### WHAT IS BEING ASKED:
Leaving out the pictures, write the following records exactly as they read.

### DATA IN THIS EXERCISE:
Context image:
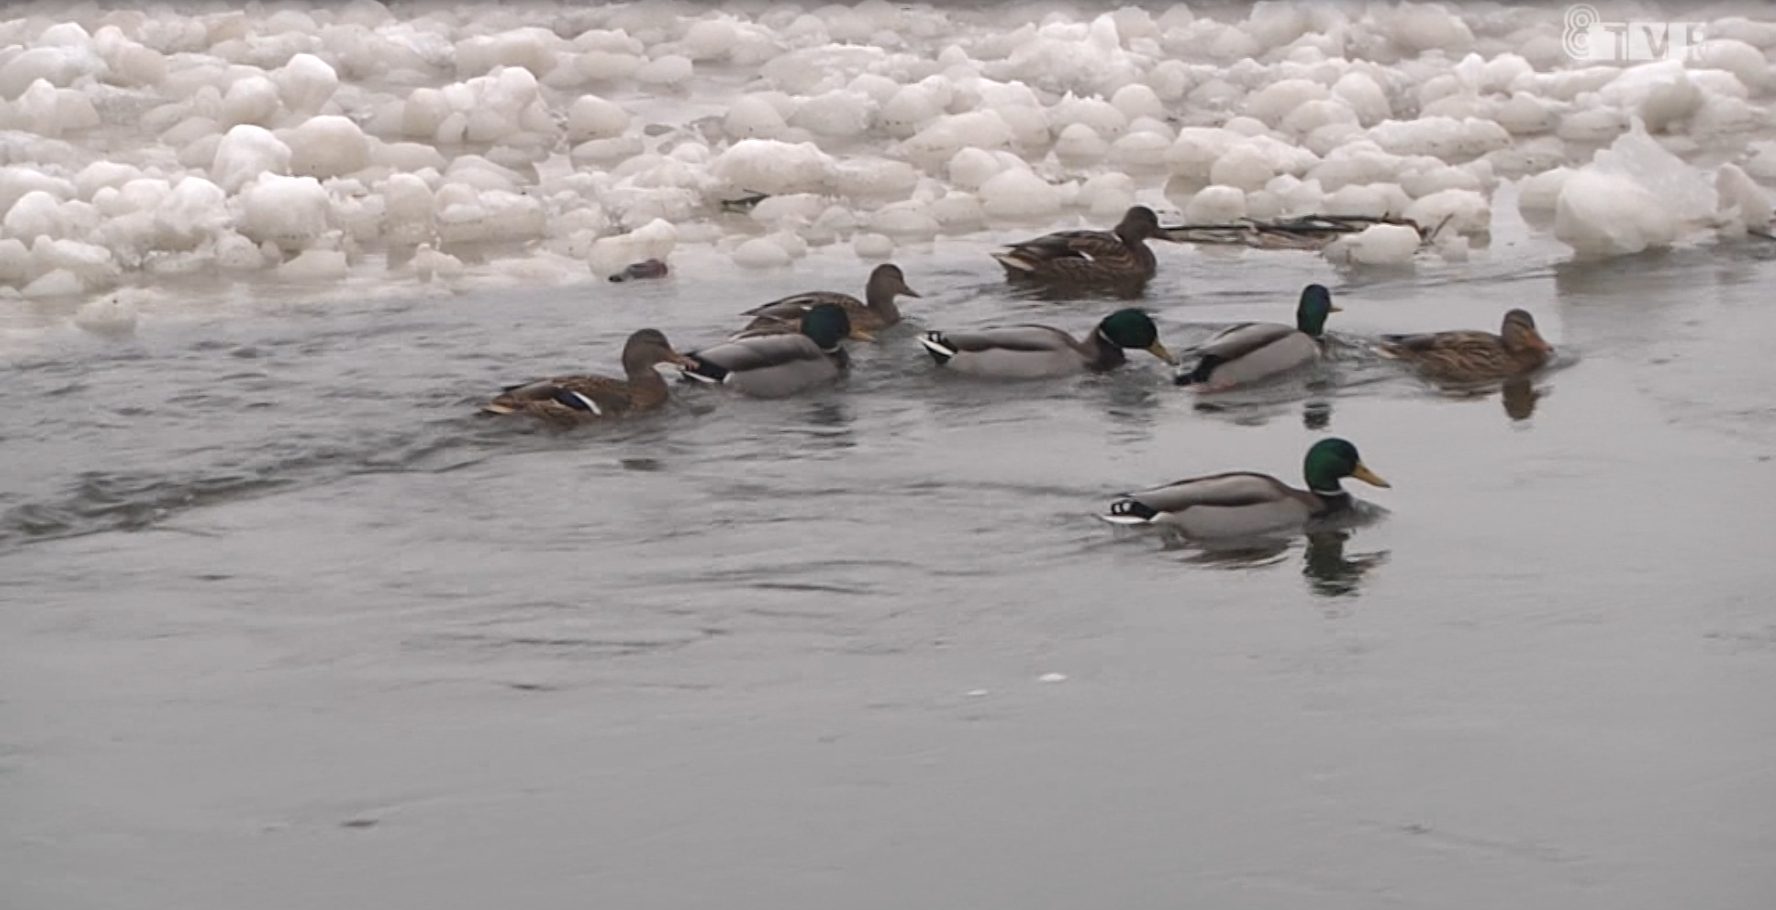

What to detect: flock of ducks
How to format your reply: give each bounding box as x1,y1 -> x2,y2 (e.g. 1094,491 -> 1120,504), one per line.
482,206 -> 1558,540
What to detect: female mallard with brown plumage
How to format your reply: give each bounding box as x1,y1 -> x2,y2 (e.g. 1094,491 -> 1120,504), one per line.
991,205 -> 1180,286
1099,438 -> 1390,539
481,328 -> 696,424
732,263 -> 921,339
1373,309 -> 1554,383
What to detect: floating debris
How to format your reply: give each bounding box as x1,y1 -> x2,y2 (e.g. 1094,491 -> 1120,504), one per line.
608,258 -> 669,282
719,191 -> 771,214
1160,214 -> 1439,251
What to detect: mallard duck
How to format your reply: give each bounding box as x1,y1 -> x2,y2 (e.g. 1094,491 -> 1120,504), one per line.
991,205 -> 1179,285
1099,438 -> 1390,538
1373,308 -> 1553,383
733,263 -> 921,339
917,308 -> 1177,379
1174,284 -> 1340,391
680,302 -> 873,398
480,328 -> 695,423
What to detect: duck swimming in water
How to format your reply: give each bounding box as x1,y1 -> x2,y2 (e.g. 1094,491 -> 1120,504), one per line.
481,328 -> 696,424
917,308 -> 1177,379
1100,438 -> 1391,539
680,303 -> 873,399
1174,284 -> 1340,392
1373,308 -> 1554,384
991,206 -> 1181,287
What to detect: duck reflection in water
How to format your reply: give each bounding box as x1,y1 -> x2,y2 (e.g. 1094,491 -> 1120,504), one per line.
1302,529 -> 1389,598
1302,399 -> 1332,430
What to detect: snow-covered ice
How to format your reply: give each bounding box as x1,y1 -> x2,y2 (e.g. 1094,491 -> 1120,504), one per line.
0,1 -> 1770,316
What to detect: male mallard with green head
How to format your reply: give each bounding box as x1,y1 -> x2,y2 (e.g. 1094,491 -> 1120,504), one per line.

### WRITTEN SOLUTION:
Context image:

What to detect: flock of ducks
How to format your reply: give each bounding box as x1,y1 -> x2,y2 (e.g. 1094,491 -> 1120,504), one per line.
482,206 -> 1558,540
What to detect: female mallard with brown plumage
How to format your reply: give each bounding box as x1,y1 -> x2,y2 (e.g. 1094,491 -> 1120,504), one per line.
991,205 -> 1180,286
1099,438 -> 1390,539
481,328 -> 696,424
732,263 -> 921,339
1373,309 -> 1554,383
What to detect: floating debris
How to format your reply: give each bounding box as x1,y1 -> x2,y2 (e.g. 1094,491 -> 1120,504), one per line.
608,258 -> 669,282
719,191 -> 771,214
1160,214 -> 1439,251
What to detect: mallard duck
How to format your reply: give each bounding box as x1,y1 -> x2,y2 (e.g. 1094,491 -> 1120,504), one per line.
991,205 -> 1179,285
1099,438 -> 1390,538
1373,308 -> 1553,383
733,263 -> 921,339
917,308 -> 1177,379
1174,284 -> 1340,391
680,302 -> 873,398
480,328 -> 695,423
What to detect: duck swimming in water
How to format your reply: give each bounding box as x1,y1 -> x2,y2 (e.g. 1094,491 -> 1120,504), one per line.
481,328 -> 696,424
917,308 -> 1177,379
1100,438 -> 1391,539
680,303 -> 873,399
1174,284 -> 1340,392
1373,308 -> 1554,384
991,206 -> 1181,287
What to detect: duck reflection in water
How to format your reply: give each bounding box as x1,y1 -> x2,y2 (e.g. 1094,491 -> 1120,504), one per line.
1302,529 -> 1389,598
1302,399 -> 1332,430
What to detect: snow-covered ice
How to format your reply: give each bounding box as x1,y1 -> x2,y2 (e.g. 1094,491 -> 1120,504), one per line.
0,1 -> 1770,316
What to detect: male mallard with green head
How to format your reply: give each bounding box as x1,y1 -> x2,y2 (e.g. 1094,491 -> 1120,504), one per line.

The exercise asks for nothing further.